Exercise goal
Please give back every entry in full, word for word, but none of the pictures.

Records provided
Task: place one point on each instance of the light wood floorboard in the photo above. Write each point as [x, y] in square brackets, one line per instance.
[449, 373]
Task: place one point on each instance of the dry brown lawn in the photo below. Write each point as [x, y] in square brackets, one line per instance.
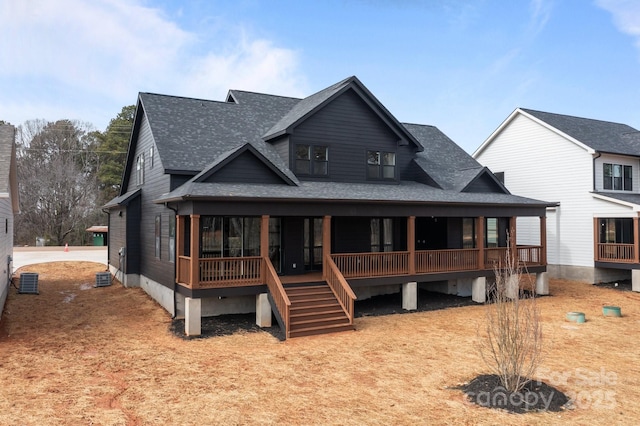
[81, 355]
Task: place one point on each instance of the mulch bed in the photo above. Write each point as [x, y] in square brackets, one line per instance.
[388, 304]
[487, 391]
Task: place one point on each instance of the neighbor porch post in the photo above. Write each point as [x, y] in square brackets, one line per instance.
[512, 240]
[543, 240]
[636, 243]
[480, 242]
[411, 243]
[326, 242]
[194, 273]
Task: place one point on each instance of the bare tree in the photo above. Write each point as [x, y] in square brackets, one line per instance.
[57, 180]
[511, 342]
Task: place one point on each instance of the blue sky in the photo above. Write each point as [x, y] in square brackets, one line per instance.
[461, 65]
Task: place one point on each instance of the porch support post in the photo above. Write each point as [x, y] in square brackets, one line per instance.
[192, 316]
[194, 273]
[636, 242]
[635, 280]
[479, 289]
[543, 240]
[480, 242]
[410, 296]
[263, 310]
[411, 243]
[596, 238]
[542, 283]
[326, 242]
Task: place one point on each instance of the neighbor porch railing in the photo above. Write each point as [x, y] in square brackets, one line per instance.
[618, 253]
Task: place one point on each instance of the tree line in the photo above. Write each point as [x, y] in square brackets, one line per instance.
[66, 173]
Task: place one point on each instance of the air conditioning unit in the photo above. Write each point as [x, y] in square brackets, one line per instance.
[28, 283]
[103, 279]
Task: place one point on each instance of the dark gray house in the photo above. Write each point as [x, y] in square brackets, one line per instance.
[266, 204]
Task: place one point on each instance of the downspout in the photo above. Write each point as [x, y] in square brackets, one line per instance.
[594, 169]
[175, 302]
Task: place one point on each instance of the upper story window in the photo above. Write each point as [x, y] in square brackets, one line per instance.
[381, 165]
[312, 160]
[617, 177]
[140, 169]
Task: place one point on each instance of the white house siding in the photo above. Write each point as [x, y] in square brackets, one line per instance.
[539, 163]
[6, 247]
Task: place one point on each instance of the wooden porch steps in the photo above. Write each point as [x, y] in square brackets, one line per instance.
[315, 310]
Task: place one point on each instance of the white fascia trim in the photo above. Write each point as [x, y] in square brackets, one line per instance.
[633, 206]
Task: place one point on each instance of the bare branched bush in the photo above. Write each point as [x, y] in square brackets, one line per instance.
[511, 341]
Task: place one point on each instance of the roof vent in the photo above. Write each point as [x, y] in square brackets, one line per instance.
[103, 279]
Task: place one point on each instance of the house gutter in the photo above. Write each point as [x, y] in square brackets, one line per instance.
[175, 301]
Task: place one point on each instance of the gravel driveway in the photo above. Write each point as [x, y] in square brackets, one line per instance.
[23, 256]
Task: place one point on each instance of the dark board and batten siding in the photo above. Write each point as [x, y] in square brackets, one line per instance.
[156, 182]
[349, 127]
[246, 168]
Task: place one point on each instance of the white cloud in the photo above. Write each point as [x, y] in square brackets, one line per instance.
[626, 16]
[108, 50]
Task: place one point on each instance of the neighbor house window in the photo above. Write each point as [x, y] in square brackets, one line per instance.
[617, 177]
[312, 160]
[158, 236]
[140, 169]
[381, 165]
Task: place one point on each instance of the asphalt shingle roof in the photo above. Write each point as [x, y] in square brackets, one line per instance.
[7, 138]
[603, 136]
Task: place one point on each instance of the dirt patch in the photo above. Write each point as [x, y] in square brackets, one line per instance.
[78, 355]
[487, 391]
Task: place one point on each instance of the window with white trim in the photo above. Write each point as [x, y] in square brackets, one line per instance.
[617, 177]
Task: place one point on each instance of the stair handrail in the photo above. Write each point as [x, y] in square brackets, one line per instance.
[340, 287]
[279, 295]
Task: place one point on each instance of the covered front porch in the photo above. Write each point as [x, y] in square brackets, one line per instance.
[400, 253]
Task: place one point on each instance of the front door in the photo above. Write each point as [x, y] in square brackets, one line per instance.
[313, 244]
[301, 245]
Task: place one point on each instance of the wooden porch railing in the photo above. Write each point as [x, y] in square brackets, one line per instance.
[364, 265]
[619, 253]
[446, 260]
[230, 271]
[184, 266]
[246, 271]
[280, 298]
[340, 288]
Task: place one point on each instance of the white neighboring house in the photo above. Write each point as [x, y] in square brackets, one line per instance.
[9, 204]
[592, 169]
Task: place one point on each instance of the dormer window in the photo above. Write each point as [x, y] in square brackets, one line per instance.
[617, 177]
[312, 160]
[381, 165]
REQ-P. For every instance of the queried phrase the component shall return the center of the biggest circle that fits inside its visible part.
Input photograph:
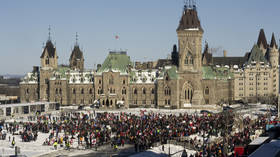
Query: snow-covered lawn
(175, 151)
(34, 148)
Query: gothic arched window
(111, 80)
(206, 91)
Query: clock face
(186, 46)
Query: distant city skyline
(147, 29)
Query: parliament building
(191, 77)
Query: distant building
(188, 78)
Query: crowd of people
(94, 130)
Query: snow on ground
(136, 111)
(175, 151)
(34, 148)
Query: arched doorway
(187, 93)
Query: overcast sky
(146, 28)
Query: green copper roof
(116, 61)
(256, 55)
(62, 70)
(216, 73)
(172, 72)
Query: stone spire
(262, 40)
(273, 42)
(189, 19)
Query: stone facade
(190, 78)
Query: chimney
(225, 53)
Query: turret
(273, 52)
(189, 34)
(77, 58)
(262, 42)
(49, 57)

Solution to this exercise
Task: place one point on each instance of the light wood floorboard in the photo above. Write each point as [x, y] in square brackets, one line per instance.
[449, 373]
Task: place one point on each instance of the dry brown lawn in the photo below. Write each point as [x, y] in square brackets, one line per instance.
[81, 355]
Task: place one point on each instance of the mulch bed in the photo above. Write each point as [x, y] in square brackets, one line per instance.
[388, 304]
[487, 391]
Task: place one point on each instance of the neighbor porch post in the photo above. Write each point as [x, y] in square brackets, one line per instance.
[512, 240]
[543, 240]
[636, 243]
[480, 242]
[411, 243]
[326, 242]
[194, 273]
Task: place one point on each instance of the bare tree in the photo above. Write each point as [x, y] in square brackets, one line per instance.
[57, 180]
[511, 342]
Task: place one point on each instance of the blue sky in the photo above. Write each point as [x, y] in square brackets, one line per instance.
[461, 65]
Task: place one point on each instance of the porch support post in the photo above. Write each point as [x, y] in square brackets, one line per instance.
[192, 316]
[194, 273]
[636, 242]
[635, 280]
[479, 289]
[543, 240]
[480, 242]
[410, 296]
[263, 310]
[411, 243]
[596, 238]
[542, 283]
[326, 242]
Task: place one point on each instance of the neighbor porch railing in the photo above. Write each point as [x, y] in square brackets, one line per instance.
[618, 253]
Task: place one point on each instance of the tree line in the photo above. Write each point as [x, y] in square brackets, one line per instance.
[66, 173]
Task: place one point on each instance of the air conditioning unit in the photo above. Write each point as [x, y] in square brackets, one line per instance.
[28, 283]
[103, 279]
Task: place one point on each instance of the dark gray house in the photo above. Write each point as [x, y] in square brackets, one line per instance.
[266, 204]
Task: place one point on each instance of the downspout in the photo above. Write each point as [x, y] in square brackets, one line per instance.
[594, 169]
[175, 302]
Task: place one point on each instance of the upper story window in the photo above. Write each point as [x, y] in square brackets, one line per instance.
[381, 165]
[312, 160]
[617, 177]
[140, 169]
Task: place one point on each instance of the white house siding in the photo above. Write each point as [x, y] in square brackets, one line per instance.
[539, 163]
[6, 247]
Task: place one point on each instance of the wooden porch steps in the photo above. Write each point as [x, y] in square brackets, one line per instance.
[315, 310]
Task: place one point on each instance of the white fascia trim in the photo above. Write each point as [x, y] in square brackets, one line per instance.
[633, 206]
Task: place one point on each instance of the bare branched bush in the photo above. Write each point as [x, y] in square brackets, one line per instance.
[511, 341]
Task: place one point on each instance of the roof vent in the photo above. Write each point as [x, y] in square brackets, one line per instance.
[103, 279]
Task: place one point on each instance of the house gutter in the photo above. Write each point as [x, y] in square brackets, one line per instance.
[175, 301]
Task: place one point on each instance of the gravel driveway in the photo above. Write each point as [x, y] in square brackets, one line per instance.
[23, 256]
Task: place one point on each instance of the dark board and batten siding in the photo above. Write each point as [x, y] in square brackets, one line per instance.
[156, 182]
[349, 127]
[246, 168]
Task: place one point on each instance of the white cloud in the photo above. Write each point as [x, y] in square brackets, one line per instance.
[626, 16]
[108, 50]
Task: place one point on each instance of the neighbor house window in the photo above. Write each point as [x, y] in square brackets, one line per instance.
[617, 177]
[312, 160]
[158, 236]
[140, 169]
[381, 165]
Task: place one point on each instance of the asphalt shingle roof in the photo above. Write each point as [x, y] in square brackets, one line per instance.
[7, 138]
[603, 136]
Task: place one point on each instance of the dirt patch in the photo above. Write each point as [x, y] in square brackets, one line per instance.
[78, 355]
[487, 391]
Task: place one point on each instance of the window with white trim in the photo above. Write each point as [x, y] in square brackets, one line per instance.
[617, 177]
Task: place one point on each instance of the stair handrail in the photo above. Write each point as [x, y] in square brackets, one line per instance.
[340, 287]
[279, 295]
Task: place one point on each instance of the covered front porch in the photo above. Write each point as [x, y] in square brackets, one line per instance.
[400, 253]
Task: place one point on each instance of the front door in the photo above. Write each point as [x, y] in square brackets, one line per instance.
[313, 244]
[301, 245]
Task: place one point on each instance of the wooden porch railing in the photo above. Write each point as [x, y] in square brackets, one line per instance.
[364, 265]
[619, 253]
[446, 260]
[230, 271]
[184, 266]
[246, 271]
[280, 298]
[340, 288]
Task: place one point on each instance of the white neighboring house in the photo above. Write each point as [x, y] in square brackets, one line per instance.
[9, 204]
[592, 169]
Task: place one point on each instance of the dormer window in the photo above. Write each point as [x, y] in square brackets, one line per instance.
[617, 177]
[312, 160]
[381, 165]
REQ-P. For every instance of the queried phrase the component shall return the center of the biggest circle that fits inside its visible part.
Input photograph:
Query: snow-covered lawn
(175, 151)
(34, 148)
Query: gothic arched window
(111, 80)
(206, 91)
Query: clock face
(186, 46)
Query: distant city skyline
(147, 29)
Query: parliament building
(191, 77)
Query: distant building
(188, 78)
Query: crowd of people
(94, 130)
Query: snow on ground
(136, 111)
(175, 151)
(34, 148)
Query: arched doorway
(187, 93)
Query: overcast sky
(146, 28)
Query: green copper roof
(116, 61)
(256, 55)
(62, 70)
(216, 73)
(172, 72)
Query: stone spire
(262, 40)
(273, 42)
(189, 19)
Query: stone facade
(190, 78)
Query: chimney
(225, 53)
Query: turret
(273, 52)
(189, 34)
(77, 58)
(262, 42)
(49, 57)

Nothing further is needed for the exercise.